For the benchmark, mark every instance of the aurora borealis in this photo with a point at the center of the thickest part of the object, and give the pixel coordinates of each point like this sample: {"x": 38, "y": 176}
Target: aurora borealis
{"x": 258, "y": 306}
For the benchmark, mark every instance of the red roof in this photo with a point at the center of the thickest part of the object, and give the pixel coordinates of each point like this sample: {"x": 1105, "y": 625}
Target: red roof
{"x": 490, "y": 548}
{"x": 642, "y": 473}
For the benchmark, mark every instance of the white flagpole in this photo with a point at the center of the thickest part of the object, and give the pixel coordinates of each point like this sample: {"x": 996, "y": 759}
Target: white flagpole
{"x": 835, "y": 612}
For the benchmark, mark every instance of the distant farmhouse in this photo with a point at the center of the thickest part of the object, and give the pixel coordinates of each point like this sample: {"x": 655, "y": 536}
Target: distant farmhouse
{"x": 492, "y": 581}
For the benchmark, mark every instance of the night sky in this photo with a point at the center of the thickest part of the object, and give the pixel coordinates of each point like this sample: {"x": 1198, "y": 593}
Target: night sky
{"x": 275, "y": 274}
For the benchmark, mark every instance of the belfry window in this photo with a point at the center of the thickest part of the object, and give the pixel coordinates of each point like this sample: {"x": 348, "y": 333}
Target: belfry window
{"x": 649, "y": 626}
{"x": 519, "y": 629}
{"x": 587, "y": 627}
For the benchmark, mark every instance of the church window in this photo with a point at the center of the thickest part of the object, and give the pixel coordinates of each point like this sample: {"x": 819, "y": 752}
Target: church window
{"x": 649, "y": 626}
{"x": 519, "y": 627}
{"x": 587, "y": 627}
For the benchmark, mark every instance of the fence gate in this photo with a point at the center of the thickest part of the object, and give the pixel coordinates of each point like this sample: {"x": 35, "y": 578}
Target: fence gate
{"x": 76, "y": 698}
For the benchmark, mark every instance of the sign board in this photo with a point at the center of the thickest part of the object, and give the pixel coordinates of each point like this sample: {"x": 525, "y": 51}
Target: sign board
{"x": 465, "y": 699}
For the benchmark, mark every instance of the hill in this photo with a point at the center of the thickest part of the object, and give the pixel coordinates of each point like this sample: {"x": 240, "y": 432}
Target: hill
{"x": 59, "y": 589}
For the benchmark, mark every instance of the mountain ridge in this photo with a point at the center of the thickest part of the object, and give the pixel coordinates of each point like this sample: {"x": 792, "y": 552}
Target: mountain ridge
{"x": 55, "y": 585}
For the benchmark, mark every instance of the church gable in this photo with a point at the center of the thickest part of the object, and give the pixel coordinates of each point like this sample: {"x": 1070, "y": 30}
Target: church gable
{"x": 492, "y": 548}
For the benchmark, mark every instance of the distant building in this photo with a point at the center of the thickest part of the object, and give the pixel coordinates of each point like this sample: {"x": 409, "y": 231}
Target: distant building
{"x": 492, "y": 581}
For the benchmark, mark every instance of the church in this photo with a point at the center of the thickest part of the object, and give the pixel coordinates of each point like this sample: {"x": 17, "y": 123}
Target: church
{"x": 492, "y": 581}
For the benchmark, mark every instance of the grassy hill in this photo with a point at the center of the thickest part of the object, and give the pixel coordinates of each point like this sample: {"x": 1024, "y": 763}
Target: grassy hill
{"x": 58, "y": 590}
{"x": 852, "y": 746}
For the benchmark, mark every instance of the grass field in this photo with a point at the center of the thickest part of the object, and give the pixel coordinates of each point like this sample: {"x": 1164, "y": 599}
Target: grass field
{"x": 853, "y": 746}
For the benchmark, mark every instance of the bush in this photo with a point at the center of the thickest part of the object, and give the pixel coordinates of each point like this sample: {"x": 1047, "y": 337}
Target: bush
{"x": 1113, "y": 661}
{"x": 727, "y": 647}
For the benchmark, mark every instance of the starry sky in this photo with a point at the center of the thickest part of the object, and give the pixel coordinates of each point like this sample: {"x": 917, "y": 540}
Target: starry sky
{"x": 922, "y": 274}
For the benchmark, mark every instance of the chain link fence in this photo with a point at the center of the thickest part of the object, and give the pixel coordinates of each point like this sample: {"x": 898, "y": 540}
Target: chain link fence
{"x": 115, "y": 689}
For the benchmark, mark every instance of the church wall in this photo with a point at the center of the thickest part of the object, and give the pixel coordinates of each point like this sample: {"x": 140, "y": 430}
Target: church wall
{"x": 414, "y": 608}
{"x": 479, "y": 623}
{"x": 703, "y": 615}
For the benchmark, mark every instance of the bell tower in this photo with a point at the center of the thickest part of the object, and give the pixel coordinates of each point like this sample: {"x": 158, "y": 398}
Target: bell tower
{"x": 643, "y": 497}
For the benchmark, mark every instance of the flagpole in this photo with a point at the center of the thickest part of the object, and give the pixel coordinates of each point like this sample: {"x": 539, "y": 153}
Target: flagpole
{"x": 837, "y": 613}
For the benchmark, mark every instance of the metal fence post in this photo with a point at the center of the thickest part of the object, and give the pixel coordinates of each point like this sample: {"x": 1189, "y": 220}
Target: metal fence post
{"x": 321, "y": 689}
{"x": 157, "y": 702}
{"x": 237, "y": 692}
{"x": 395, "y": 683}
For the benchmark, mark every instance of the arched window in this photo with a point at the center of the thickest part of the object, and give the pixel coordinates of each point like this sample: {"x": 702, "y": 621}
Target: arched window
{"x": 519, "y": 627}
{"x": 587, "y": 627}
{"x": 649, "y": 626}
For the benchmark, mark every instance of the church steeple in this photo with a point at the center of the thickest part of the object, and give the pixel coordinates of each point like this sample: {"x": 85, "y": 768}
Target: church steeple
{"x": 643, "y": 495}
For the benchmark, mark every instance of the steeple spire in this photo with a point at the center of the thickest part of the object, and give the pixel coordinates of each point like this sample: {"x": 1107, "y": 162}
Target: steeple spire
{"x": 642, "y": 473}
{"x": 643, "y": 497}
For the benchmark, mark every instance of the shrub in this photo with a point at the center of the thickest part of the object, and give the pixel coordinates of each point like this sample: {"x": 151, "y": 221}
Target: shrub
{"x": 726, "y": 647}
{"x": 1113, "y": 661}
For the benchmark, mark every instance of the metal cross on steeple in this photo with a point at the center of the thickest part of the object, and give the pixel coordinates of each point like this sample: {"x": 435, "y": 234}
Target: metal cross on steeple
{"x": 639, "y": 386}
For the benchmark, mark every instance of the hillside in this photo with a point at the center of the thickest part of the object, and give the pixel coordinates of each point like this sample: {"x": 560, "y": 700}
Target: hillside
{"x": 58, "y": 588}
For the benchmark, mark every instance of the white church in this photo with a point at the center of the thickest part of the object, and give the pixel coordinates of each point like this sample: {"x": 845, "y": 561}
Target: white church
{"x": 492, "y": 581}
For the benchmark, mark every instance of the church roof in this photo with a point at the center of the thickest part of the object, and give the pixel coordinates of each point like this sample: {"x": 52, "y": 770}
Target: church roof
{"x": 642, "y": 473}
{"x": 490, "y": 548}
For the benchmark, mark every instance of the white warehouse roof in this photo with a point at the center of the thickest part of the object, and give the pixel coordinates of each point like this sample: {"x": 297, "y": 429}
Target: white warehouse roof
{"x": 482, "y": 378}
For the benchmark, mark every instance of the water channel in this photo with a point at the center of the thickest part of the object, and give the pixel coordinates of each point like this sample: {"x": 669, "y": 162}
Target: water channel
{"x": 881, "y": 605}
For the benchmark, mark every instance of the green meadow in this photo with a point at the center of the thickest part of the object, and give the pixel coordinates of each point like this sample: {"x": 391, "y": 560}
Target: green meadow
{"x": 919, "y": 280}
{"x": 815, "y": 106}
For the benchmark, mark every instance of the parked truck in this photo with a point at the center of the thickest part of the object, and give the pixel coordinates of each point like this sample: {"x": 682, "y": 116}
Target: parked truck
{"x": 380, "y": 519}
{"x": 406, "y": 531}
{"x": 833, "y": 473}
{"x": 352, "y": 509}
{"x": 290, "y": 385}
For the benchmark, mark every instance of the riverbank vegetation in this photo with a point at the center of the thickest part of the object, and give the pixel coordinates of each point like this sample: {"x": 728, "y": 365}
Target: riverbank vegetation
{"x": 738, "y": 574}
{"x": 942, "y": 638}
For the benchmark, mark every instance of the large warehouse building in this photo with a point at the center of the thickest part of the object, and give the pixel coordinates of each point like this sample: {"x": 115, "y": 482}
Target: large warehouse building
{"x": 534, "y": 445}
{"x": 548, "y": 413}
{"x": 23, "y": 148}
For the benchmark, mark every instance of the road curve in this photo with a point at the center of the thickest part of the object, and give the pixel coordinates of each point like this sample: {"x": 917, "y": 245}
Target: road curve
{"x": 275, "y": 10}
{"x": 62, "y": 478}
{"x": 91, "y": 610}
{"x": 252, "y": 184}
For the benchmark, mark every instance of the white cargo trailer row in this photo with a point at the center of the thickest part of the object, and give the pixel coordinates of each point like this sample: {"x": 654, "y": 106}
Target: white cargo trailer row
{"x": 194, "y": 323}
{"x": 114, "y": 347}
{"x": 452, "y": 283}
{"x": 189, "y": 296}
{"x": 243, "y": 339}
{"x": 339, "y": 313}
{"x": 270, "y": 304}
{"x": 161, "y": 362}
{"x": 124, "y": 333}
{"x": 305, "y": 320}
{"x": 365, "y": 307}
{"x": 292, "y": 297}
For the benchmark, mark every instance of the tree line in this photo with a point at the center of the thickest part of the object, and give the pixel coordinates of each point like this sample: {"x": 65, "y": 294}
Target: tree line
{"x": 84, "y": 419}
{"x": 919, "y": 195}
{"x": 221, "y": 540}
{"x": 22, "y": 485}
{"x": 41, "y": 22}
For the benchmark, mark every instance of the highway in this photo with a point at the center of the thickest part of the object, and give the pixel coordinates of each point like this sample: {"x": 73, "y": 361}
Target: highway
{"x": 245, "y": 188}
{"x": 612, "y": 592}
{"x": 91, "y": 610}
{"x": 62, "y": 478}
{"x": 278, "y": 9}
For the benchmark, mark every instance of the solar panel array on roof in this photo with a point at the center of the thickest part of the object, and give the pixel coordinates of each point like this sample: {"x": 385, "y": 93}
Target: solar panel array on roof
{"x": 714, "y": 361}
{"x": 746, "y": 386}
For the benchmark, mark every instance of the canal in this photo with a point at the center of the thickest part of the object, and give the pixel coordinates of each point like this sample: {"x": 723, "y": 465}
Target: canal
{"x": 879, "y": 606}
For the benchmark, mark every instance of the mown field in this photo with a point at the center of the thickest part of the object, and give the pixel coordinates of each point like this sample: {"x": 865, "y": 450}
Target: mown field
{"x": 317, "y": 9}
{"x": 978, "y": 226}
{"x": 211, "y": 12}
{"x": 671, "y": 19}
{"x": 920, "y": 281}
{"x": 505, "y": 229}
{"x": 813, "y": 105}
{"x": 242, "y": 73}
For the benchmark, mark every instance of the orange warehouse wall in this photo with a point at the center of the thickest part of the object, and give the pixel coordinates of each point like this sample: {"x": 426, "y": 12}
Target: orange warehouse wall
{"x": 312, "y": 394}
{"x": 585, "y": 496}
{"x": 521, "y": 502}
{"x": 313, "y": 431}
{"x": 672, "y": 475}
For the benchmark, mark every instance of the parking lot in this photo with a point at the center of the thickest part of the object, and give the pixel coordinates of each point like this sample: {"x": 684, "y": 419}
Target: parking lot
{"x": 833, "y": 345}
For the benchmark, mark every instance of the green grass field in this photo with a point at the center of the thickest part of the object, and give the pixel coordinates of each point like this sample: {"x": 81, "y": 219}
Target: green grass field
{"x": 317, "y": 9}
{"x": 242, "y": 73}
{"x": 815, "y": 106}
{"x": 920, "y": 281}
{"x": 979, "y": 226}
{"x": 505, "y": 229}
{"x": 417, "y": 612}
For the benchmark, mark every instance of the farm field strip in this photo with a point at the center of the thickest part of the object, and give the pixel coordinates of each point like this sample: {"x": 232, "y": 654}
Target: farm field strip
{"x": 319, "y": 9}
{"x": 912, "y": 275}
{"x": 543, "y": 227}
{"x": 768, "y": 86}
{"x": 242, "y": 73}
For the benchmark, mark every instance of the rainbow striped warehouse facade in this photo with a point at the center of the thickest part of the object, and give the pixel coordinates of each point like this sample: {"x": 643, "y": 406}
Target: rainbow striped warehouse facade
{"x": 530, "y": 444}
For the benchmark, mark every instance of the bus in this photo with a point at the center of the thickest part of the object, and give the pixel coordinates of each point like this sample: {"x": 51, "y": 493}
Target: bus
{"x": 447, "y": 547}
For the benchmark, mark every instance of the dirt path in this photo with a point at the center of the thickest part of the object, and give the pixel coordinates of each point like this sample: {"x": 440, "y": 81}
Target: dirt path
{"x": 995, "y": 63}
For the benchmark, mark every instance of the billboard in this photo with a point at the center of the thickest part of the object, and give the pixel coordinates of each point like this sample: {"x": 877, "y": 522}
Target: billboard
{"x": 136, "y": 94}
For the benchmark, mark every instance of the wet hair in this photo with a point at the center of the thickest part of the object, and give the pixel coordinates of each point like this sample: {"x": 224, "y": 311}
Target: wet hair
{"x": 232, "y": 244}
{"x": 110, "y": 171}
________
§ Written problem
Reproduce verbatim the stretch of the listing from the line containing "For the benchmark, mark every instance of the billboard" through the end of the listing, both ends included.

§ Solution to the exercise
For the benchmark, mark every instance of the billboard in this photo with a point at the center of the thickest part of the object, and give the pixel coordinates of each point like this sample: {"x": 877, "y": 522}
Target: billboard
{"x": 136, "y": 94}
For the benchmark, mark every instance of the wet hair in this photo with a point at the center of the thickest part of the object, and give the pixel coordinates of each point like this sample: {"x": 224, "y": 311}
Target: wet hair
{"x": 232, "y": 244}
{"x": 110, "y": 171}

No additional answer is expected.